13. Regression Testing
Chapter 13 of 18 · 20 min
Regression testing ensures prompt modifications don't break existing functionality. Unlike software regressions, prompt regressions manifest as subtle quality degradation that standard metrics miss.
Defining Regression Criteria
A regression occurs when:
- Correct behavior stops working
- Response quality drops below threshold
- Latency increases beyond acceptable bounds
- Output format becomes inconsistent
# regression_detector.py
import statistics
from datetime import datetime, timedelta
class PromptRegressionDetector:
def __init__(self, baseline_results):
self.baseline = baseline_results
self.thresholds = {
"quality_score": 0.85, # 85% minimum
"latency_p99": 2000, # 2 seconds max
"format_compliance": 0.95
}
def check_regression(self, new_results):
regressions = []
# Quality regression
quality_delta = new_results["quality_score"] - self.baseline["quality_score"]
if quality_delta < -0.05:
regressions.append({
"type": "quality_degradation",
"delta": quality_delta,
"severity": "high"

• [Extracted records]:
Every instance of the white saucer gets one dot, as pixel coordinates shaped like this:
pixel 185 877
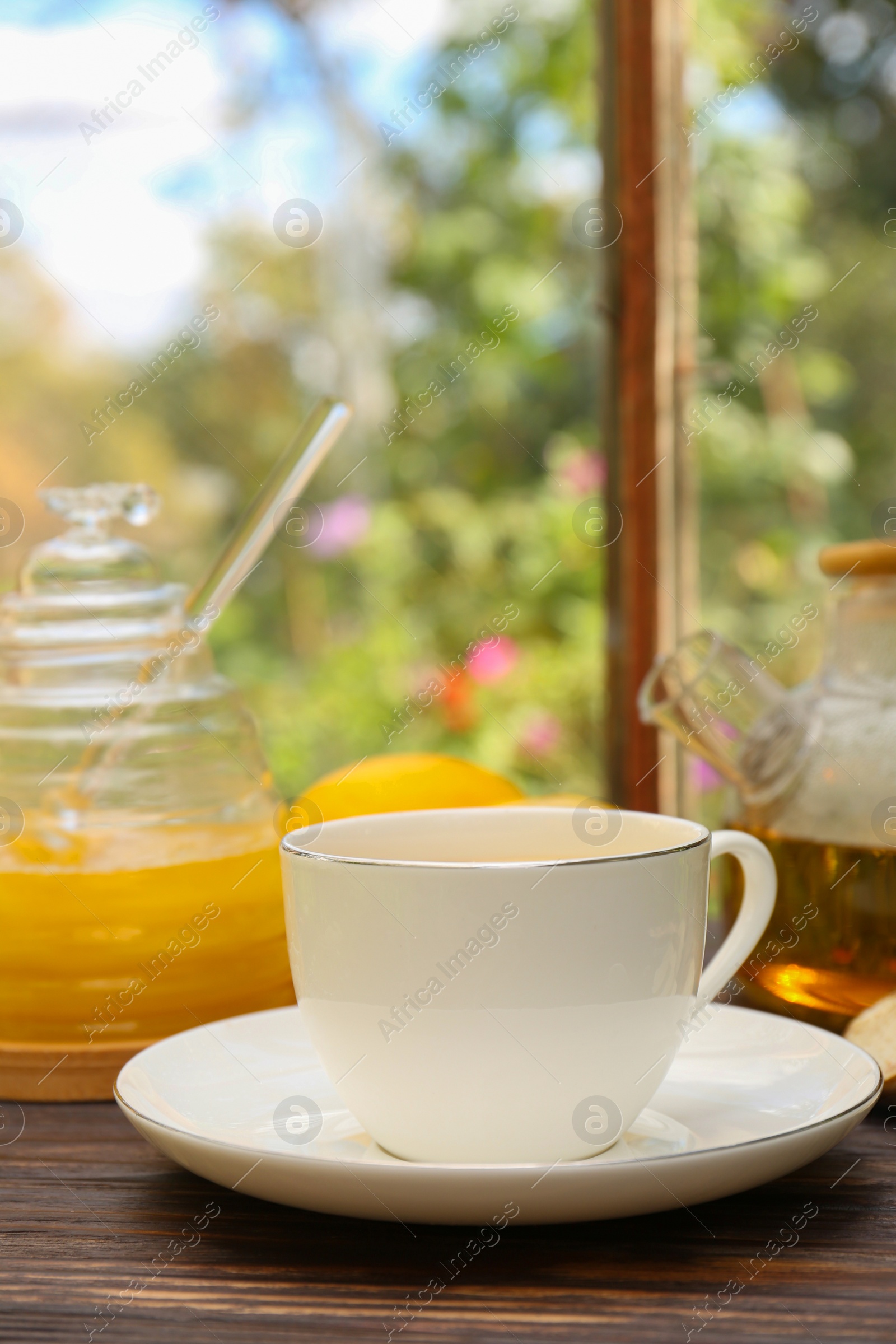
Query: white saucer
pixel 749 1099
* * *
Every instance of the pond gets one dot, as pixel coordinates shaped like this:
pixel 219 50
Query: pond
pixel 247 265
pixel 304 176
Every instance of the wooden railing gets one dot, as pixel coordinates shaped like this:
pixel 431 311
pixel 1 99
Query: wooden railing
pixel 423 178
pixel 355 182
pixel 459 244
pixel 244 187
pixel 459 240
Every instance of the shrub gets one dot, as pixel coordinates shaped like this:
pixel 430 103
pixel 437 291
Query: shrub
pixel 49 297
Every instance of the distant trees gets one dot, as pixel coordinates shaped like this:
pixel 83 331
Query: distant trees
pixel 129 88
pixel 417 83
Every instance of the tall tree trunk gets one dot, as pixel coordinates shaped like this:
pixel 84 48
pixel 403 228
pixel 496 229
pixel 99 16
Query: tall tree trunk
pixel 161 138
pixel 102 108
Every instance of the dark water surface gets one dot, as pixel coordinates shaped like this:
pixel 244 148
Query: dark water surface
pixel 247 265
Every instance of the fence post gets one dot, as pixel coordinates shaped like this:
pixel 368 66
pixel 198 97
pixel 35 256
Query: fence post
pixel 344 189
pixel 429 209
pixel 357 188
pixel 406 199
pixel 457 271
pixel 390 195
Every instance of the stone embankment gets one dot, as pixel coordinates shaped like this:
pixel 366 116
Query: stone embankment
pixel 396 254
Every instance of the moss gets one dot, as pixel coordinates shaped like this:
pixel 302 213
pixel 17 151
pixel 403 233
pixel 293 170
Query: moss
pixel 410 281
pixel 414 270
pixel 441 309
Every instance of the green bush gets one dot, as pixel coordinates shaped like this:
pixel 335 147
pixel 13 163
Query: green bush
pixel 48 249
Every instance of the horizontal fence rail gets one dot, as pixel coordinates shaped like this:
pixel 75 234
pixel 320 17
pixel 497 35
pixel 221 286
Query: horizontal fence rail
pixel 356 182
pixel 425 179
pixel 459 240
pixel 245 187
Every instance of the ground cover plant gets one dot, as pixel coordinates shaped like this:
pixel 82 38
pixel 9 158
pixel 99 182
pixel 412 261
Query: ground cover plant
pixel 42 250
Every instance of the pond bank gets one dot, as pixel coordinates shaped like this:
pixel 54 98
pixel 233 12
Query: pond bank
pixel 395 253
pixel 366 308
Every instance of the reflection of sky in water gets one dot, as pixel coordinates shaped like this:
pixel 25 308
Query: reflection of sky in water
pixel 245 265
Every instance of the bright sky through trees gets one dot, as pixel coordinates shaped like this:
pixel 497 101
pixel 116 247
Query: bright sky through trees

• [Exercise goal]:
Resume the regression testing chapter from the point where it stops, and keep going in its style.

• [Output for this exercise]:
})
# Latency regression
if new_results["latency_p99"] > self.thresholds["latency_p99"]:
regressions.append({
"type": "latency_exceeded",
"value": new_results["latency_p99"],
"threshold": self.thresholds["latency_p99"]
})
return regressions
Automated Regression Suites
# Run regression tests nightly
import schedule
def nightly_regression_check():
results = run_test_suite(
prompt_version=get_current_production_version(),
test_suite="regression_tests.yaml",
model="llama3:70b"
)
regressions = detector.check_regression(results)
if regressions:
alert_ops_team(regressions)
# Don't auto-deploy if regressions detected
return False
return True
schedule.every().day.at("02:00").do(nightly_regression_check)
Golden Set Maintenance
Maintain a "golden set" of inputs with expected outputs. Update it when correct behavior changes:
# golden_set.yaml
- input: "What is my return policy?"
expected_patterns:
- "30 days"
- "original receipt"
updated_version: "2.1"
- input: "I need to speak to a manager"
expected_patterns:
- "escalat"
updated_version: "2.2"
Shadow Mode Testing
Test new prompt versions against production traffic without affecting users:
def shadow_mode_test(prompt_version, duration_hours=24):
"""Compare new prompt against production in shadow mode."""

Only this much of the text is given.